((

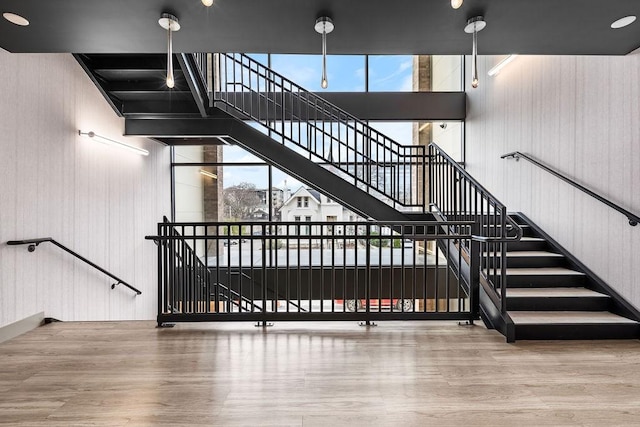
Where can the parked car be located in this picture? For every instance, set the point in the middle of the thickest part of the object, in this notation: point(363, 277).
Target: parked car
point(360, 304)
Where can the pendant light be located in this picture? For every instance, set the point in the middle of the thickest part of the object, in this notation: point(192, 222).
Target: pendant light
point(324, 25)
point(475, 24)
point(170, 23)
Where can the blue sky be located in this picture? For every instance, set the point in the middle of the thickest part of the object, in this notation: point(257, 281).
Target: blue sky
point(345, 73)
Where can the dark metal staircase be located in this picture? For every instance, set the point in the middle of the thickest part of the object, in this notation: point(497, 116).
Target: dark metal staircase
point(530, 287)
point(309, 138)
point(551, 295)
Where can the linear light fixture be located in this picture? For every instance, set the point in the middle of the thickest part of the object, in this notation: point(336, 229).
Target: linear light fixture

))

▸ **WHAT IS EXPECTED**
Reproduce verbatim every line starting with the one that contains "Where can the blue" and going on through the last line of the records, both ends included.

▸ **PROBLEM SOLUTION**
Where can the blue sky be located in this picture? For every instance, set the point in the middle of the thickest part of the object, in this notation: point(257, 281).
Target: blue sky
point(345, 73)
Where can the dark metal staircase be located in this picture? For every instance, set the point in the middle of the thickest part of the object, in this notation: point(497, 116).
Target: dark metal staircase
point(530, 287)
point(309, 138)
point(551, 295)
Where can the linear light fixture be located in this picture? For every instance, set the point in the middle of the thickest part of the object, in this notation: point(336, 229).
Target: linear light fixture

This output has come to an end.